### Records contained in a dataset
⟨
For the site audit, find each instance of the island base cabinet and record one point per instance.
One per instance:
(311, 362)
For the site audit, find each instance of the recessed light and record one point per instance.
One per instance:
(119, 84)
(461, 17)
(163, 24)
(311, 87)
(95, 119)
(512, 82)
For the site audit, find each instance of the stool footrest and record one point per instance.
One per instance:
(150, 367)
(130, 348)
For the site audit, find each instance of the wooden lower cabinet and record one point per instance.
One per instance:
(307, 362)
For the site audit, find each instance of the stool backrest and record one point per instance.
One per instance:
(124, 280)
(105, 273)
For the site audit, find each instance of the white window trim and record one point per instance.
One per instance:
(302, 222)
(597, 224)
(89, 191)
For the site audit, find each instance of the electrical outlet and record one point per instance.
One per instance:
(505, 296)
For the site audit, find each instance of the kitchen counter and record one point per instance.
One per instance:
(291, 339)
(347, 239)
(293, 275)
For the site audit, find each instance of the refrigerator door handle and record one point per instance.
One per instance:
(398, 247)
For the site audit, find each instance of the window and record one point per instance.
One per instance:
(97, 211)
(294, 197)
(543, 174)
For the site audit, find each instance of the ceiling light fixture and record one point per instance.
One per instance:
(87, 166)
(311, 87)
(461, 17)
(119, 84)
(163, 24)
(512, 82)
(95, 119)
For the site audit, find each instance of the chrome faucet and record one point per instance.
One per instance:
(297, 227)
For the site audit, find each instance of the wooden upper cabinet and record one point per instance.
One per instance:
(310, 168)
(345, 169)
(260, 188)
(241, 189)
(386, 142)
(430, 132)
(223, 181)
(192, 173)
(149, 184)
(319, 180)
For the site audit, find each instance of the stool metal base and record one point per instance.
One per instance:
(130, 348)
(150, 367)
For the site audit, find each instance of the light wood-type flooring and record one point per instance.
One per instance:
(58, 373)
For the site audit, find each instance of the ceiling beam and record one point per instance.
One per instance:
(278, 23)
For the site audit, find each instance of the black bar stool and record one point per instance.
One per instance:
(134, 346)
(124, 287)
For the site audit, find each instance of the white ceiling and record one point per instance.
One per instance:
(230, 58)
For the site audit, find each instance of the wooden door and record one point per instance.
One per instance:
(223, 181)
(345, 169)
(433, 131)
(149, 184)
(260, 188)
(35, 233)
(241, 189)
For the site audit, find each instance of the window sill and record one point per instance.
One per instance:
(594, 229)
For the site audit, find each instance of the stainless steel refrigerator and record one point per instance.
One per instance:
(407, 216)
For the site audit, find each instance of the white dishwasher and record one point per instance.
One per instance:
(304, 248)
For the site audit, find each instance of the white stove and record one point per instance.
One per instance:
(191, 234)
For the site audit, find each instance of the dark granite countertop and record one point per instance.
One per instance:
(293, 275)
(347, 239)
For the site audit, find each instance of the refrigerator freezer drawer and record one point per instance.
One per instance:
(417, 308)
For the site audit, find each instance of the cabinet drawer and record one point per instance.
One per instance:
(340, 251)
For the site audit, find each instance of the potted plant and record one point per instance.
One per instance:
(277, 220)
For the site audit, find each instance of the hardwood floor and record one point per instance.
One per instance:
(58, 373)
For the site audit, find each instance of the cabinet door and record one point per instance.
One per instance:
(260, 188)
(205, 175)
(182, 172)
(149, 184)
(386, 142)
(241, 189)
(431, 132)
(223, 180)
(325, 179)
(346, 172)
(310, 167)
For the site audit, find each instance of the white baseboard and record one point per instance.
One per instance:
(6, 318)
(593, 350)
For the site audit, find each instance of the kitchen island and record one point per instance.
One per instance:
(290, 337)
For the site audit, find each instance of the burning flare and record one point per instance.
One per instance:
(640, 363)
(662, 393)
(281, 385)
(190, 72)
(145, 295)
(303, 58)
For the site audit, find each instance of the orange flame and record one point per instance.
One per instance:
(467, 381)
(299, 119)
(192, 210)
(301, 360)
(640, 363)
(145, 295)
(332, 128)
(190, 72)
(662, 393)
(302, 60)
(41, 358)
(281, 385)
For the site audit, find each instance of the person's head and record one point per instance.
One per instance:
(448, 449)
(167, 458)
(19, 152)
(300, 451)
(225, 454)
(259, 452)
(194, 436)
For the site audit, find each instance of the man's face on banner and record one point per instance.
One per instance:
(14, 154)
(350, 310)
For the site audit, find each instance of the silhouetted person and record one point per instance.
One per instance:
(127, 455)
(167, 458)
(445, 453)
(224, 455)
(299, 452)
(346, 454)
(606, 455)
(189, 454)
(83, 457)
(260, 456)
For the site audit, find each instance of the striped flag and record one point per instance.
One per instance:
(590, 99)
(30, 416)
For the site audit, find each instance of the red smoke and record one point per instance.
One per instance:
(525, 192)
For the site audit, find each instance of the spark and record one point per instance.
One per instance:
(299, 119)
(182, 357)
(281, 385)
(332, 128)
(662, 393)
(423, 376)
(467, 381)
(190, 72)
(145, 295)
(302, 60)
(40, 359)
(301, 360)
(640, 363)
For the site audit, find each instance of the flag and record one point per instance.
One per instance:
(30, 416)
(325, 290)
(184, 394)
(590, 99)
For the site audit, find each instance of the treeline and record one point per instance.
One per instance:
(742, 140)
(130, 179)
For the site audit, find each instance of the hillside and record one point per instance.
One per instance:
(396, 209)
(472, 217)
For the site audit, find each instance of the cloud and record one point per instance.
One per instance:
⟩
### Your goal
Where a line of the data holds "flag", show that line.

### Result of the task
For the site audit, find each instance of the striped flag and record one point per instance.
For the site audit, find each instance of the flag and record one point per instance.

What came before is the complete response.